Nevertheless, if I were you I would just shadow some dentists for as many hours as you can. Not every applicant has a lot of "clinical experience" anyways. Predents normally shadow anywhere between 30-100 hours (some do considerably more, but that is not the norm).
Also, you can only become an oral surgeon through dental school, so I'm not sure how that plan of going to medical school to become an oral surgeon would work.
The PAT is not that hard, if you scored well on the MCATs you will be more than fine on the DAT. In order to score high on the DAT you have to be good at memorizing and regurgitating information, nothing like those long passages they make you analyze on the MCATs. However, the biology and math for the DAT is considerably more extensive as far as content, than the MCAT.

■ **EXERCISE TASKS**
a: List every test that the dental school advice names.
b: Extend the dental school advice with a few more sentences, picking up after its final sentence.
The lines that follow have nothing to do with the dental school advice.

■ **DATA SECTION**
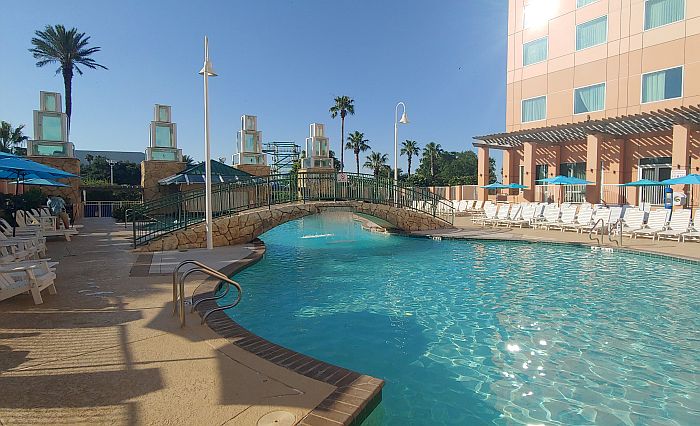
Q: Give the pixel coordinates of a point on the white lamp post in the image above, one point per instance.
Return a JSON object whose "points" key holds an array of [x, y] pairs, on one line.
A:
{"points": [[404, 120], [207, 71]]}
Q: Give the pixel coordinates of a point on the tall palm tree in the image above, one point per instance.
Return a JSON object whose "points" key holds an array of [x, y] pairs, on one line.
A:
{"points": [[409, 148], [432, 150], [67, 48], [11, 138], [376, 161], [358, 143], [343, 106]]}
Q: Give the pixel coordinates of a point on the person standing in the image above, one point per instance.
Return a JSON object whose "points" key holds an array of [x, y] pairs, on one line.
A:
{"points": [[57, 207]]}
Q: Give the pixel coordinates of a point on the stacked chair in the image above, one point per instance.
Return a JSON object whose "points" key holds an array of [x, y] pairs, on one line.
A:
{"points": [[23, 266]]}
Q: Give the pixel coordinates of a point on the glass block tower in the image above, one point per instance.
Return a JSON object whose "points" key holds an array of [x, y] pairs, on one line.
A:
{"points": [[163, 137], [317, 154], [250, 157], [50, 129]]}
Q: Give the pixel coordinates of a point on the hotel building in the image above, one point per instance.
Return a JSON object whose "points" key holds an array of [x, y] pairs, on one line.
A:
{"points": [[603, 90]]}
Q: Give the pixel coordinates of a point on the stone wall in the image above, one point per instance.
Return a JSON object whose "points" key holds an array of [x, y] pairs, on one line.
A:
{"points": [[152, 172], [70, 194], [245, 227]]}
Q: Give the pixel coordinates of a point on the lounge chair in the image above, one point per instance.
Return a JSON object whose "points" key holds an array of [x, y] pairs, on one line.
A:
{"points": [[655, 223], [633, 220], [23, 277], [584, 218], [677, 226], [568, 215]]}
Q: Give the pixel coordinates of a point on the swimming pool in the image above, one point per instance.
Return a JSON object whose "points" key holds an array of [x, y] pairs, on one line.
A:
{"points": [[468, 332]]}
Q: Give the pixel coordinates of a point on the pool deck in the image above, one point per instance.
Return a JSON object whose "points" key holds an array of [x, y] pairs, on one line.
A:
{"points": [[106, 349], [465, 229]]}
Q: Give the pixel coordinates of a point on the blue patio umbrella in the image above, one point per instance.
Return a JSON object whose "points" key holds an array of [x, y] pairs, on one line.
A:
{"points": [[691, 179], [516, 186], [41, 182], [495, 185]]}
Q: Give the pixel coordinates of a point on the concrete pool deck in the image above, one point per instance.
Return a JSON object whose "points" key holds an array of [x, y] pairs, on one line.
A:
{"points": [[106, 349]]}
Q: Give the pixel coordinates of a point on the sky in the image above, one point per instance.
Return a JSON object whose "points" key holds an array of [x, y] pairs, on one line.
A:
{"points": [[281, 60]]}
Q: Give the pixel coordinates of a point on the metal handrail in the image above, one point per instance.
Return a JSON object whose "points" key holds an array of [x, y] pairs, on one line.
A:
{"points": [[595, 225], [179, 296]]}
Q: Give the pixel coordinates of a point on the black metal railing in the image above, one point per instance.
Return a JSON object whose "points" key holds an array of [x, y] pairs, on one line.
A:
{"points": [[183, 209]]}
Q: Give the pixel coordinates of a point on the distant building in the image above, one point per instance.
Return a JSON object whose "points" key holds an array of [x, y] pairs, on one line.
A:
{"points": [[131, 157]]}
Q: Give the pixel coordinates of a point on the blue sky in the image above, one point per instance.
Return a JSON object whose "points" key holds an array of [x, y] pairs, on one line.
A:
{"points": [[282, 60]]}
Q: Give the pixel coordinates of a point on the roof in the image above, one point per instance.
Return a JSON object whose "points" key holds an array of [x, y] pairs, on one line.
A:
{"points": [[220, 173], [617, 127], [126, 156]]}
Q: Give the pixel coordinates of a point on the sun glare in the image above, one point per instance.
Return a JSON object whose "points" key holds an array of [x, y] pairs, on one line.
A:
{"points": [[539, 12]]}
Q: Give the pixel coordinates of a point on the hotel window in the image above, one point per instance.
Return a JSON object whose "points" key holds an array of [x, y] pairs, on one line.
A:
{"points": [[592, 33], [581, 3], [662, 12], [589, 99], [535, 51], [534, 109], [662, 85]]}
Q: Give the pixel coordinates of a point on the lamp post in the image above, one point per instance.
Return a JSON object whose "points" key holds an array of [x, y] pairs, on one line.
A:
{"points": [[404, 120], [207, 71]]}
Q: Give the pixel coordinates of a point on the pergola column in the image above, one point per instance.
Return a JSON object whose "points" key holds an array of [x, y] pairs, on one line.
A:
{"points": [[680, 156], [593, 157], [529, 151]]}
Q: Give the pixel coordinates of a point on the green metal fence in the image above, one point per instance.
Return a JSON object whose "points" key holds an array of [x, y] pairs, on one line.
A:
{"points": [[184, 209]]}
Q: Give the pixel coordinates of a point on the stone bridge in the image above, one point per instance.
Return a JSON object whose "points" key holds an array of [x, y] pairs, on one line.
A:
{"points": [[248, 225]]}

■ **EXERCISE RESPONSES**
a: PAT, MCAT, DAT

b:
I think dental schools would get the impression that you are applying to THEM as a backup. If I were you I would NOT apply to medical school if you really want to be a dentist! I mean, if you ultimately decide though, that you would like to apply to medical school as well, for some reason, then just emphasize in your personal statement that dentistry is where your heart is at, but since you view dentistry as a specialty of medicine you don't think of them as two separate entities and so applied to both. Many schools view dentistry as a medical specialty, since that is what it truly is, and this could work in your favor if you do it right. But I personally think you should just stick with applying to dental school, it seems like that is where your passions lies anyways. Good luck!